Les musées doivent-ils préférer faire payer aux visiteurs l’audioguide en supplément ou l’intégrer au prix du ticket d’entrée?
Certains usagers n’ont pas toujours envie de l’utiliser. De plus, le nombre de langues dans lesquelles l’audioguide est disponible est, en général, limité.
Et si vous ne parlez qu’une autre langue non disponible, vous devrez payer également pour un service qui ne vous est pas rendu si le ticket d’entrée inclus l’usage de ce « guide sonore ».
la façade Art Nouveau du MIM : un ancien magasin Old England. |
Normalement…
Michel Draguet, le directeur général des Musées Royaux des Beaux-Arts de Belgique (MRBAB), reconnait que le prix de l’entrée à l’exposition Andres Serano (14,5 euros) est «cher pour une famille ou des particuliers» dans un entretien qu’il accorde à Jonas Legge pour La Libre du 3 septembre 2016.
Et d’ajouter «Et n’oubliez pas que ces 14,5 euros comprenaient un audio guide».
Au journaliste qui lui rétorque que les visiteurs dans d’autres institutions peuvent louer l’audioguide à part pour 4 ou 5 euros et ainsi avoir le choix, le directeur déclare de façon étonnante : « Ce qui fait qu’on atteint les mêmes tarifs »… semblant oublier que l’on peut visiter une exposition sans ce soutien sonore et donc économiser ce coût de location.
Et d’expliquer : «Inclure l’audioguide dans le prix du ticket, cela me paraît aussi évident que de payer une place au cinéma et d’avoir le son et l’image».
En attendant, le directeur général a utilisé l’argument de l’audioguide pour justifier la cherté du ticket de son exposition.
… et des exceptions
Mais à toute situation, ses exceptions. Par exemple, lorsque l’usage de ce guide sonore s’avère indispensable à la visite.
Alors, il est utile que le prêt de l’audioguide soit comptabilisé dans le prix du ticket, car sinon des visiteurs pourraient ne pas prendre conscience de ce fait et donc ne pas louer l’audioguide pour, ensuite, le regretter amèrement durant la visite.

#### Données extraites:

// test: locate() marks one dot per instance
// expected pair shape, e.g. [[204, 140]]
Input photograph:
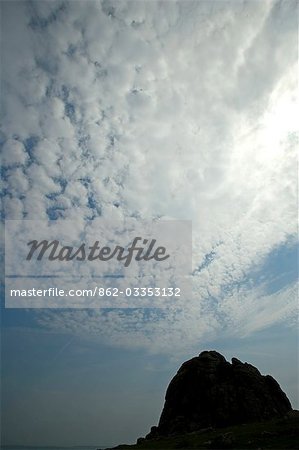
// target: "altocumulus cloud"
[[160, 109]]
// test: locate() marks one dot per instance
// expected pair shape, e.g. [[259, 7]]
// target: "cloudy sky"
[[147, 109]]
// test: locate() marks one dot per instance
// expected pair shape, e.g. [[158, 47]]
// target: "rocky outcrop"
[[208, 391]]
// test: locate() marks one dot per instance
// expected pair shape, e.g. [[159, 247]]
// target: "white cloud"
[[176, 109]]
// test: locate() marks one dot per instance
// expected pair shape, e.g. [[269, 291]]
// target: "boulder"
[[208, 391]]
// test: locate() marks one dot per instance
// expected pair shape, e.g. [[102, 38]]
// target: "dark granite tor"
[[208, 391]]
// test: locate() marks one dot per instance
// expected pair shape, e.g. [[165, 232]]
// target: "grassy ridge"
[[274, 434]]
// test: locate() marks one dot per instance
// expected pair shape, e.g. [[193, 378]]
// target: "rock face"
[[208, 391]]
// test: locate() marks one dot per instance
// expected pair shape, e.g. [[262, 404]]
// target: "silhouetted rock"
[[208, 391]]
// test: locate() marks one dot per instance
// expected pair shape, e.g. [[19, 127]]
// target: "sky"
[[170, 110]]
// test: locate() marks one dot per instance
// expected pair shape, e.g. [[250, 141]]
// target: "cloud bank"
[[182, 110]]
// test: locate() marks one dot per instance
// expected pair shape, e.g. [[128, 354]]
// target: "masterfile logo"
[[53, 250], [97, 263]]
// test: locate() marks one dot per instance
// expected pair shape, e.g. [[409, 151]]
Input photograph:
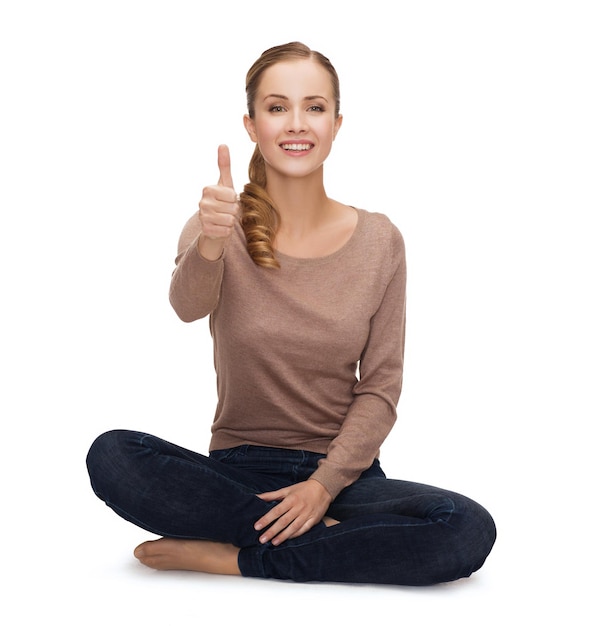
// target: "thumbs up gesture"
[[218, 210]]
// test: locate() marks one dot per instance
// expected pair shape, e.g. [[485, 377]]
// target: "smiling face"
[[294, 122]]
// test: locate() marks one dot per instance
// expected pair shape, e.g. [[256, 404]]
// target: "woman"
[[306, 298]]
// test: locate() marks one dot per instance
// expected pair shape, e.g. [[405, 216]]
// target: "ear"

#### Liste des tâches:
- a) Selon le texte sur les audioguides de musée, combien coûtait l'entrée à l'exposition Andres Serano ?
- b) Poursuivez le texte sur les audioguides de musée après sa dernière phrase.

#### Corrigé des exercices:
- a) L'entrée coûtait 14,5 euros, audioguide compris.

- b)
Le Musée des Instruments de Musique de Bruxelles (MIM) en est un exemple significatif.
L’usage de son audioguide a été pendant de nombreuses années inclus dans le prix du ticket et cela se justifiait. En effet, il était, et reste d’ailleurs, indispensable pour découvrir les sons des instruments exposés en vitrines. Sans l’écoute de ceux-ci, la visite n’a que peu de sens.
La directrice de cette institution, Alexandra De Poorter, elle-même, déclara à Isabelle Plumhans pour un article publié par L’Écho du 13 septembre 2017, qu’ils sont «essentiels».
D’ailleurs le slogan de cette institution était «Vous allez voir ce que vous allez entendre». Il fut retiré du site internet du MIM sans explication.
Lorsque de nouveaux audioguides sont mis en service en 2018, le musée rend, sans explication, tout d’un coup leur usage facultatif.
La location de ceux-ci coûtera désormais 2 € (en plus du ticket d’entrée qui a fortement augmenté, au cours des années qui précédèrent cette évolution). Ne s’agit-il pas donc d’une nouvelle augmentation, indirecte et discrète, de la tarification pour la majorité des visiteurs?
Mais le plus affligeant reste ce fait de rendre facultatif un service indispensable au bon déroulement de la visite.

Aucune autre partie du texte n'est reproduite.